Task instructions:
Please copy every line of the records below that holds the word "roof".
--- Extracted material Enclosed Below ---
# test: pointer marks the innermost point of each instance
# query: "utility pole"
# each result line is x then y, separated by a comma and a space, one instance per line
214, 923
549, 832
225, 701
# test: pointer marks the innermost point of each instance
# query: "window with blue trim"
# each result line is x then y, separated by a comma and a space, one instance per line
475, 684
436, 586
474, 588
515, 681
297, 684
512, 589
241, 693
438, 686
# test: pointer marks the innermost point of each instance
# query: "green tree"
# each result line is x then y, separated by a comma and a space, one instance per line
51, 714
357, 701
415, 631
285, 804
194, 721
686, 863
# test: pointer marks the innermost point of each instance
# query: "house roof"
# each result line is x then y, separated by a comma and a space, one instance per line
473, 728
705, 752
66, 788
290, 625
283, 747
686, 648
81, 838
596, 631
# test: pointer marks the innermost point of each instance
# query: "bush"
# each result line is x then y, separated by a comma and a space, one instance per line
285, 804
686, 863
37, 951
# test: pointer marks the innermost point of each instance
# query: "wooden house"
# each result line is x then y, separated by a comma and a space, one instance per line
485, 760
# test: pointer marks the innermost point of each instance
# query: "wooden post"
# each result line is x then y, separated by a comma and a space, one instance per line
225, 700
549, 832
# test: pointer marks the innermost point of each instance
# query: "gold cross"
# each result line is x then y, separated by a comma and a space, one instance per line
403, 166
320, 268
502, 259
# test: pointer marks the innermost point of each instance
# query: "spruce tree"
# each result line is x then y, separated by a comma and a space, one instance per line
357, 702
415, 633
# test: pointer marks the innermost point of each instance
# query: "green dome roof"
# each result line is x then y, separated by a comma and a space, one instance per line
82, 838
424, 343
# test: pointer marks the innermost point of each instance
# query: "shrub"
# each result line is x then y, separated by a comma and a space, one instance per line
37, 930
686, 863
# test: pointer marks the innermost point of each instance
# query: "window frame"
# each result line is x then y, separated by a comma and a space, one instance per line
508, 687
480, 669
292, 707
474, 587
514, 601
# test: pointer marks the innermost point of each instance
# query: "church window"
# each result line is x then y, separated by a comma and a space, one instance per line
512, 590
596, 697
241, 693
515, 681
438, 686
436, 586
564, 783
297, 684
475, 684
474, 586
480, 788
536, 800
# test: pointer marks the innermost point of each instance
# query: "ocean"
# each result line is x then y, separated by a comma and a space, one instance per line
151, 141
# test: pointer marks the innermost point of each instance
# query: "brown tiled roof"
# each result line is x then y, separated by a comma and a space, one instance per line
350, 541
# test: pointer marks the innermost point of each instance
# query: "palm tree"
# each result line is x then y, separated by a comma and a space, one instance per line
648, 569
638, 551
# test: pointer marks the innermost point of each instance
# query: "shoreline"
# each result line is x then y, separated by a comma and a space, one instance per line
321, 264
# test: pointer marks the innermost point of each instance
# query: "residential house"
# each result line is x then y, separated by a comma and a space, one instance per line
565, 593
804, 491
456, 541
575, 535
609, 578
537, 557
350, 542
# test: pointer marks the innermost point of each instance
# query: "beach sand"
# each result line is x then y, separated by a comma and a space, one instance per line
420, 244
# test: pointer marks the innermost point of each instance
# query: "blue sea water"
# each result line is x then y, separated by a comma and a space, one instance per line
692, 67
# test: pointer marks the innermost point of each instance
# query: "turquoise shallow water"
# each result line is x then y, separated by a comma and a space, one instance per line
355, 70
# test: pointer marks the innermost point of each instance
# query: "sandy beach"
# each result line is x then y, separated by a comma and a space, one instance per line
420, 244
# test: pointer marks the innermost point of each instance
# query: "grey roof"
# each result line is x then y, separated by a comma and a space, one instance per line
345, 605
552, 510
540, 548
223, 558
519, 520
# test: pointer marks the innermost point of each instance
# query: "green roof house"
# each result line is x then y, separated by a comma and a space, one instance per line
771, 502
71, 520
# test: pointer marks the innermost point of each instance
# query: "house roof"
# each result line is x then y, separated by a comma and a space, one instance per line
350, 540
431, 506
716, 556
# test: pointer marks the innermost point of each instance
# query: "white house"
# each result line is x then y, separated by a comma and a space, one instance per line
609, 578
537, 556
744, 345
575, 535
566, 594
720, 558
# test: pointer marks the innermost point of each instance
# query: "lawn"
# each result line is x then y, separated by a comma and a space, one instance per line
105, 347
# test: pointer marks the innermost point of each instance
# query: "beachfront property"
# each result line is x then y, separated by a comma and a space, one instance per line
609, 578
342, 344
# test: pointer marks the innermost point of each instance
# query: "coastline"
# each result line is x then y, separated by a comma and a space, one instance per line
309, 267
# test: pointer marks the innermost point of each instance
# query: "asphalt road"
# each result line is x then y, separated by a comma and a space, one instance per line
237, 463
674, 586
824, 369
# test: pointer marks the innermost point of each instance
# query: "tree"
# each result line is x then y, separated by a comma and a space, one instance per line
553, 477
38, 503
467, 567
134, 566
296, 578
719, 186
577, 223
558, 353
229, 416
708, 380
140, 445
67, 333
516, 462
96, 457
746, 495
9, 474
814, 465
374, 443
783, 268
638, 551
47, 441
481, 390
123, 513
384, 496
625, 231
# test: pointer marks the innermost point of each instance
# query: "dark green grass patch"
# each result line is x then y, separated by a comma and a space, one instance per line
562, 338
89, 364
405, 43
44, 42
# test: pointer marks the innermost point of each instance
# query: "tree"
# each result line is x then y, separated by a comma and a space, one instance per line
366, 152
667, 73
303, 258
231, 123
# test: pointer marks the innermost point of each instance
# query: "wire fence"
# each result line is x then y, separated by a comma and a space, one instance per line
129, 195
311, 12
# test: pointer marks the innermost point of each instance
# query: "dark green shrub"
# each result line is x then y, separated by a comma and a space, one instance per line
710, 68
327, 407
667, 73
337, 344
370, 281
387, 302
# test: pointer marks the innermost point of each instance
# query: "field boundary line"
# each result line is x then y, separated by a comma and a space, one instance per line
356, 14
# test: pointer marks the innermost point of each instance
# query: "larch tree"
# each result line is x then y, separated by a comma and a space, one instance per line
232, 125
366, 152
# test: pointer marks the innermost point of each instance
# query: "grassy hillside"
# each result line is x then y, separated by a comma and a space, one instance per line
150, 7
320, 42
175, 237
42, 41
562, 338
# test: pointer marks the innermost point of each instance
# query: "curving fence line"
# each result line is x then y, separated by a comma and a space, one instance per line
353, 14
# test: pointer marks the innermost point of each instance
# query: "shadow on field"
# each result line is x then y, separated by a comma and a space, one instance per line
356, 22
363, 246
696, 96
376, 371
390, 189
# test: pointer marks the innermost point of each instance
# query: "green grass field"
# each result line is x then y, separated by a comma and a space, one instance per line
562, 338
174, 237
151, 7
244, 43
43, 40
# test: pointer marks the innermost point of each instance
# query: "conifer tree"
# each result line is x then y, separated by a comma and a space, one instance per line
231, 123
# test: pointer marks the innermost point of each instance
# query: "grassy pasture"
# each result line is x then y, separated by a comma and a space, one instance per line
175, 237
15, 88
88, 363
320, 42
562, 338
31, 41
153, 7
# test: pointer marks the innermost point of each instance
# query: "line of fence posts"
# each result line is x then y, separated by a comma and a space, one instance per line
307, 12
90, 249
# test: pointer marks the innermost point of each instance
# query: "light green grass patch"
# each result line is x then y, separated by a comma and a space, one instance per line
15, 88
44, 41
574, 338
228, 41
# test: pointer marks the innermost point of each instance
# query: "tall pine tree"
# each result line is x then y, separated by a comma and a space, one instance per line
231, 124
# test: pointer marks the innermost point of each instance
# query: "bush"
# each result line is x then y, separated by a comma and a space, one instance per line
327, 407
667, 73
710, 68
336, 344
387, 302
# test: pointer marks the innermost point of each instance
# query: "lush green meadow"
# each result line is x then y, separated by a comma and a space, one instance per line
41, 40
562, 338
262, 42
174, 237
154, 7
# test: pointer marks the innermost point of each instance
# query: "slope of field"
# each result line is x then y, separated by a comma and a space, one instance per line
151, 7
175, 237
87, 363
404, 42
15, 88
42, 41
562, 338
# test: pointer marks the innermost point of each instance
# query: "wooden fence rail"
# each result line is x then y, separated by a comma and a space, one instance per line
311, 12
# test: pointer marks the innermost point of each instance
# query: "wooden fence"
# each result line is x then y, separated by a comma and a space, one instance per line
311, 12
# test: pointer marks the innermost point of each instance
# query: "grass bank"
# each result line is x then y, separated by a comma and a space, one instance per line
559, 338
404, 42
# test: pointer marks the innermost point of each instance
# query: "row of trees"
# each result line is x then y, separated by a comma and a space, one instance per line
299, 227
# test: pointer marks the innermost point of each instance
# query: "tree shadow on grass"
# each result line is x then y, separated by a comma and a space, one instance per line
--- End of Enclosed Extracted material ---
Exercise result:
# query: "house roof"
# query: "green dome roof"
# query: "brown tiled roof"
# query: "grey roof"
# query: "green roof house"
# query: "house roof"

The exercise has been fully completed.